## Start Passage to read

John Taylor
Remembering the Lowry and Mark Gertler exhibitions
Clip Title | Remembering the Lowry and Mark Gertler exhibitions |
Interviewee Name | John Taylor |
Interviewee Role | Associated since 1973, John’s involvement included teaching classes and producing a range of screen print editions and other commercial print jobs. |
Interviewer Name | Kerry Patterson |
Interview Date | 20 March 2013 |
Clip Length | 2 minutes 47 seconds |
Transcription
JT: Well, just I mean, obviously to have, a Lowry exhibition [1978] was quite amazing. Mark Gertler [exhibition, 1982]. And one of the persons that should be mentioned in that was Susie Robinson.
KP: Yeah, I’ve heard of her, yeah.
JT: Susie was instrumental in organising the Mark Gertler exhibition from connections she had with a London gallery.
KP: She was chairperson of the … wasn’t she?
JT: She was.
KP: Yeah that seems to have been quite a big, a big coup to be able get that.
JT: Correct. A big exhibition.
KP: It’s also been mentioned the Max Ernst exhibition… ‘Books and Graphics’ [1979] seems to have been one that made an impression.

## End Passage to read

Exercises:
(A) In the interview transcript, who does John Taylor credit with organizing the Mark Gertler exhibition through her connections with a London gallery?
(B) Carry on the interview transcript about the Lowry and Mark Gertler exhibitions, picking up right after its final line.

## Start Excerpted data

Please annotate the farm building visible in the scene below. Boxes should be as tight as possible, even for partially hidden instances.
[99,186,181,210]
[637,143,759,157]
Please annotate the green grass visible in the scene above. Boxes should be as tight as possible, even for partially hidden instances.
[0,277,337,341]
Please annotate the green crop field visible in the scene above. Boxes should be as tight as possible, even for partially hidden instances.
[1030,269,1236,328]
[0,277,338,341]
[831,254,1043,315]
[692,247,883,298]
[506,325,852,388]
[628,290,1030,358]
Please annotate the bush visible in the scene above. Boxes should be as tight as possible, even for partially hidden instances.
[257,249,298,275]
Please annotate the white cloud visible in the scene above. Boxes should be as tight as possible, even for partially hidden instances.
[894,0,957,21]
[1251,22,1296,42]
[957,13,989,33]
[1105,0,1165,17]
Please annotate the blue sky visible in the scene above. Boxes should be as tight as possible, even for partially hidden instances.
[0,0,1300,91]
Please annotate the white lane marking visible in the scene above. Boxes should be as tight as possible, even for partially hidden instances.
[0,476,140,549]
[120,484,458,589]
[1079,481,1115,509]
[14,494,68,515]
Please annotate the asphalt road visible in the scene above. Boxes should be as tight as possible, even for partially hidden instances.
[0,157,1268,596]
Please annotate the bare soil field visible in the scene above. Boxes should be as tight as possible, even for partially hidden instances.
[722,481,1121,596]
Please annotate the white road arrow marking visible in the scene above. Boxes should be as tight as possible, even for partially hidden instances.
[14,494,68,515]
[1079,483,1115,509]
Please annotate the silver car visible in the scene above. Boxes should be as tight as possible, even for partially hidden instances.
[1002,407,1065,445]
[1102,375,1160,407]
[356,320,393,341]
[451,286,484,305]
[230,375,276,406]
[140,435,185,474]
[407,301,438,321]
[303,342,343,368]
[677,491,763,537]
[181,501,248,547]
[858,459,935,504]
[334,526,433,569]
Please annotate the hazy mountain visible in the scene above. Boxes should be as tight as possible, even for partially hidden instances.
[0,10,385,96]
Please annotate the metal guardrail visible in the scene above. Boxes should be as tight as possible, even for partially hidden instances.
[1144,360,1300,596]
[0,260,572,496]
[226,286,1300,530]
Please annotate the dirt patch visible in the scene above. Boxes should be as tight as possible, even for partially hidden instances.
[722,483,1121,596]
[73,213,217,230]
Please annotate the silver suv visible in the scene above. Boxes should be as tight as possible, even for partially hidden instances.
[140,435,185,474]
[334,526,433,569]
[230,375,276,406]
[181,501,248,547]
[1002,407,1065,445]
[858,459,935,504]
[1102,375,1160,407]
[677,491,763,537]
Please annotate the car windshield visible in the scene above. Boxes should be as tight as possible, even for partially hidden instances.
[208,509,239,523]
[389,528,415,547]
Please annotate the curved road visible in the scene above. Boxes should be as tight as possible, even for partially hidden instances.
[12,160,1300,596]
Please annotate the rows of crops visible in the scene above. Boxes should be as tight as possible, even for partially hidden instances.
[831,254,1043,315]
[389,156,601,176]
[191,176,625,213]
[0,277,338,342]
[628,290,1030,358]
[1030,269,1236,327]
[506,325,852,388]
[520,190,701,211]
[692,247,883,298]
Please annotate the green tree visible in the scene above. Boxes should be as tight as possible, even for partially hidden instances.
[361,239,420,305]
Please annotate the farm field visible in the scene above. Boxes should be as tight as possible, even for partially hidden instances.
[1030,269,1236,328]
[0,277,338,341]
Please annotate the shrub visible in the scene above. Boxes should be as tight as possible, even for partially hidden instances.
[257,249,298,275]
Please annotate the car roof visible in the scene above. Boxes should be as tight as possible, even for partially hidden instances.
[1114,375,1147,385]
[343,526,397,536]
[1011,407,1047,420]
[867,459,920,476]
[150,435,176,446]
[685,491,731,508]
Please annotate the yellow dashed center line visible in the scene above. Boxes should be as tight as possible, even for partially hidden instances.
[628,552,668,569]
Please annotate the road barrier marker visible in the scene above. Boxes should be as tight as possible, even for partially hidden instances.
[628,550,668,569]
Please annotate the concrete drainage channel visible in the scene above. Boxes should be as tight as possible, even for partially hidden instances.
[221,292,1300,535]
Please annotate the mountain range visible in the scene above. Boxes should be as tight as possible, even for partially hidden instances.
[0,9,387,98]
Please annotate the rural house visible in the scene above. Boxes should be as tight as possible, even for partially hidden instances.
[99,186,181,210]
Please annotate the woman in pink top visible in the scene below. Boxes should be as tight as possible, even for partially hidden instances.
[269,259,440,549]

## End Excerpted data

Answer list:
(A) Susie Robinson

(B)
JT: That was a brilliant exhibition as well. I mean a lot of these exhibitions were of such stature that we had to get a new security system put in. We had security men in at night, to stay there guarding these masterpieces! In fact, when I go into the TATE gallery I see the Mark Gertler painting , ‘The Merry-Go-Round which is a kind of anti-war statement really. And I always think, how I hung it up on the wall in our gallery with two shoogly nails.
KP: So Catriona [Clarke] has said that there was maybe originally an agreement that the Glasgow League of Artists about them using the gallery space for a few shows a year?
JT: I think they probably did.Again it was a broad exhibition policy.
KP: So was there an exhibitions committee? Or you know, did you or other staff have a role…
JT: There was an exhibition of Yugoslavian Printmakers Which I saw in London at the TATE and I told Calum it was a wonderful show.So he said “right, we’ll try for it .”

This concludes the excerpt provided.